● TASK TO CARRY OUT
An exact copy of all the data below is needed.

● AVAILABLE RECORDS
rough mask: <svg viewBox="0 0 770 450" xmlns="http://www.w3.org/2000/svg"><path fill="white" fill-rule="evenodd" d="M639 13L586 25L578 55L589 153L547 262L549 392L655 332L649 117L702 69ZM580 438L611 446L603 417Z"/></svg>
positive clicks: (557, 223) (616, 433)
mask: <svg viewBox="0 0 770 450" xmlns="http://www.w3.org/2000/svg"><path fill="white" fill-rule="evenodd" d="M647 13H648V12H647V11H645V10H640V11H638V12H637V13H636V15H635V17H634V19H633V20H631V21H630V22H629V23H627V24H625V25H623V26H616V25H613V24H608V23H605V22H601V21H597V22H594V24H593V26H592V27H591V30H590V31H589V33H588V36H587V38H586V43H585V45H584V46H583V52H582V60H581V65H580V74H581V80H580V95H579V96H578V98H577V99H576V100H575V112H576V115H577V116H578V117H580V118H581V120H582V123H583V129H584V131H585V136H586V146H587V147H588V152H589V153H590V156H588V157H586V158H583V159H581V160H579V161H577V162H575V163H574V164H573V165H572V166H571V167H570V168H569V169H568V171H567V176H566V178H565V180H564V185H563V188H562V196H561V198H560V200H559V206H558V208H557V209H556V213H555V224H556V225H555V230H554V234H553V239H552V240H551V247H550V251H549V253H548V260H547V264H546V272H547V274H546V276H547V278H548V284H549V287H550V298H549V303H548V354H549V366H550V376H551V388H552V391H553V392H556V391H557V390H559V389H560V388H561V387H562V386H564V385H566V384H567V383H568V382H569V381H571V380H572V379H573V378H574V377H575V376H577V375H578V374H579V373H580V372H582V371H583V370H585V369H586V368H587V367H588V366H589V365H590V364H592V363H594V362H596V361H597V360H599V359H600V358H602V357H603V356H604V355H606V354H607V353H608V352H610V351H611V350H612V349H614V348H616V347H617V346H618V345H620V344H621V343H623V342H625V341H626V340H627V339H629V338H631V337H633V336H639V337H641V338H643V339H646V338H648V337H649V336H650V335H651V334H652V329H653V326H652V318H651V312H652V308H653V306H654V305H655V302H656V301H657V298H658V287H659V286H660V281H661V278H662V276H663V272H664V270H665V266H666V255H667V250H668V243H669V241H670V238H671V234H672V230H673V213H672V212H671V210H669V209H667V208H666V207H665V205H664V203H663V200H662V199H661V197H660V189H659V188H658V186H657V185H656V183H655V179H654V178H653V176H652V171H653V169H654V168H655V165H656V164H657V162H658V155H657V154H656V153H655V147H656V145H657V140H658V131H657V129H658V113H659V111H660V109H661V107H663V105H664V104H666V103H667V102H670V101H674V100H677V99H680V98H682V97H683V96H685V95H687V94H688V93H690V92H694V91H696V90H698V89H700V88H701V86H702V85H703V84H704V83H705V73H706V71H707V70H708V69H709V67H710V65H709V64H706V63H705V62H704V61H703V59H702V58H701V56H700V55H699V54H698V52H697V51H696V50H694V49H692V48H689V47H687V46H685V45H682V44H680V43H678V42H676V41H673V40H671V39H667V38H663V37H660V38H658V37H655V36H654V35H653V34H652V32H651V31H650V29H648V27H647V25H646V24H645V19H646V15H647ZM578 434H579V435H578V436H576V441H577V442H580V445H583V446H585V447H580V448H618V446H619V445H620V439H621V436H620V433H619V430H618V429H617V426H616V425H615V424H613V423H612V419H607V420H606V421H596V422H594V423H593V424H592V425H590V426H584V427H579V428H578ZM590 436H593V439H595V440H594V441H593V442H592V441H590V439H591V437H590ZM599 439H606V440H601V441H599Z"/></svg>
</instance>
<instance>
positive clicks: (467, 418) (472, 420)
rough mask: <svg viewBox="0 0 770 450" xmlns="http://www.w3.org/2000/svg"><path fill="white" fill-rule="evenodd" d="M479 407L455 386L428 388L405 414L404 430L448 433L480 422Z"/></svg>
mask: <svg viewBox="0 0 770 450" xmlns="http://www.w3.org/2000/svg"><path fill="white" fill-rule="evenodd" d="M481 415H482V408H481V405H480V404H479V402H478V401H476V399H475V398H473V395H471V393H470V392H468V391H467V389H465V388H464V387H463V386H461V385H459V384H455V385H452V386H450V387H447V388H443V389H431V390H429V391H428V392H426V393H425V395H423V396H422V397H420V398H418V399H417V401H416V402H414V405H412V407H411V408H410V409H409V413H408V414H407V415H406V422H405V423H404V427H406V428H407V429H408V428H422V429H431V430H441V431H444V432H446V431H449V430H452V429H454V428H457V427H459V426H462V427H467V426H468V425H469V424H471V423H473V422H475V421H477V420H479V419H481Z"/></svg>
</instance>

● RESPONSE FOR THIS EXERCISE
rough mask: <svg viewBox="0 0 770 450" xmlns="http://www.w3.org/2000/svg"><path fill="white" fill-rule="evenodd" d="M639 13L586 25L578 55L589 153L547 262L549 392L655 332L649 117L702 69ZM580 438L611 446L603 417Z"/></svg>
positive clicks: (557, 223) (616, 433)
mask: <svg viewBox="0 0 770 450" xmlns="http://www.w3.org/2000/svg"><path fill="white" fill-rule="evenodd" d="M647 13H648V12H647V11H645V10H640V11H638V12H637V13H636V15H635V17H634V19H633V20H631V21H630V22H629V23H627V24H625V25H623V26H616V25H613V24H608V23H605V22H601V21H597V22H594V24H593V26H592V27H591V30H590V31H589V33H588V36H587V38H586V43H585V45H584V46H583V52H582V60H581V65H580V74H581V80H580V95H579V96H578V98H577V99H576V100H575V112H576V115H577V116H578V117H580V118H581V120H582V123H583V129H584V131H585V136H586V146H587V147H588V152H589V153H590V156H588V157H586V158H583V159H581V160H579V161H577V162H575V163H574V164H573V165H572V166H571V167H570V168H569V169H568V171H567V176H566V178H565V180H564V185H563V188H562V196H561V198H560V200H559V206H558V208H557V209H556V213H555V224H556V225H555V230H554V234H553V239H552V240H551V247H550V251H549V253H548V260H547V264H546V272H547V274H546V276H547V278H548V284H549V287H550V298H549V303H548V354H549V366H550V376H551V388H552V391H553V392H556V391H557V390H559V389H560V388H561V387H562V386H564V385H566V384H567V383H568V382H569V381H571V380H572V379H573V378H574V377H575V376H577V375H578V374H579V373H580V372H582V371H583V370H585V369H586V368H587V367H588V366H589V365H590V364H592V363H594V362H596V361H597V360H599V359H600V358H602V357H603V356H604V355H606V354H607V353H608V352H610V351H611V350H612V349H614V348H616V347H617V346H618V345H620V344H621V343H623V342H625V341H626V340H627V339H629V338H631V337H633V336H639V337H641V338H643V339H646V338H648V337H649V336H650V335H651V334H652V329H653V326H652V318H651V312H652V308H653V306H654V305H655V302H656V301H657V298H658V287H659V286H660V281H661V278H662V276H663V272H664V270H665V266H666V255H667V250H668V243H669V241H670V238H671V234H672V230H673V213H672V212H671V210H669V209H667V208H666V207H665V205H664V203H663V200H662V199H661V197H660V189H659V188H658V186H657V185H656V183H655V179H654V178H653V176H652V171H653V169H654V168H655V165H656V164H657V162H658V155H657V154H656V153H655V147H656V145H657V140H658V131H657V129H658V113H659V111H660V109H661V107H663V105H664V104H666V103H667V102H670V101H674V100H677V99H680V98H682V97H683V96H685V95H687V94H688V93H690V92H694V91H696V90H698V89H700V88H701V86H702V85H703V84H704V83H705V73H706V71H707V70H708V69H709V67H710V65H709V64H706V63H705V62H704V61H703V59H702V58H701V56H700V55H699V54H698V52H697V51H696V50H694V49H692V48H689V47H687V46H685V45H682V44H680V43H678V42H676V41H673V40H671V39H667V38H663V37H660V38H658V37H655V36H654V35H653V34H652V32H651V31H650V29H648V27H647V25H646V24H645V19H646V15H647ZM578 434H579V435H578V436H576V441H577V442H580V445H583V446H585V447H580V448H618V446H619V445H620V439H621V436H620V433H619V430H618V429H617V426H616V425H615V424H613V423H612V419H607V420H606V421H596V422H594V423H593V424H592V425H590V426H584V427H579V428H578ZM590 436H593V439H595V440H594V441H593V442H592V441H590V439H591V437H590ZM599 439H606V440H601V441H599Z"/></svg>
</instance>
<instance>
positive clicks: (467, 418) (472, 420)
rough mask: <svg viewBox="0 0 770 450" xmlns="http://www.w3.org/2000/svg"><path fill="white" fill-rule="evenodd" d="M479 407L455 386L428 388L405 414L404 430L448 433L480 422Z"/></svg>
mask: <svg viewBox="0 0 770 450" xmlns="http://www.w3.org/2000/svg"><path fill="white" fill-rule="evenodd" d="M481 415H482V408H481V405H480V404H479V402H478V401H476V399H475V398H473V395H471V393H470V392H468V391H467V389H465V388H464V387H463V386H461V385H459V384H455V385H452V386H450V387H447V388H443V389H431V390H429V391H428V392H426V393H425V395H423V396H422V397H420V398H418V399H417V401H416V402H414V405H412V407H411V408H410V409H409V413H408V414H407V415H406V422H405V423H404V427H406V428H407V429H408V428H422V429H431V430H441V431H444V432H446V431H449V430H452V429H454V428H457V427H459V426H462V427H467V426H468V425H469V424H471V423H473V422H475V421H477V420H479V419H481Z"/></svg>
</instance>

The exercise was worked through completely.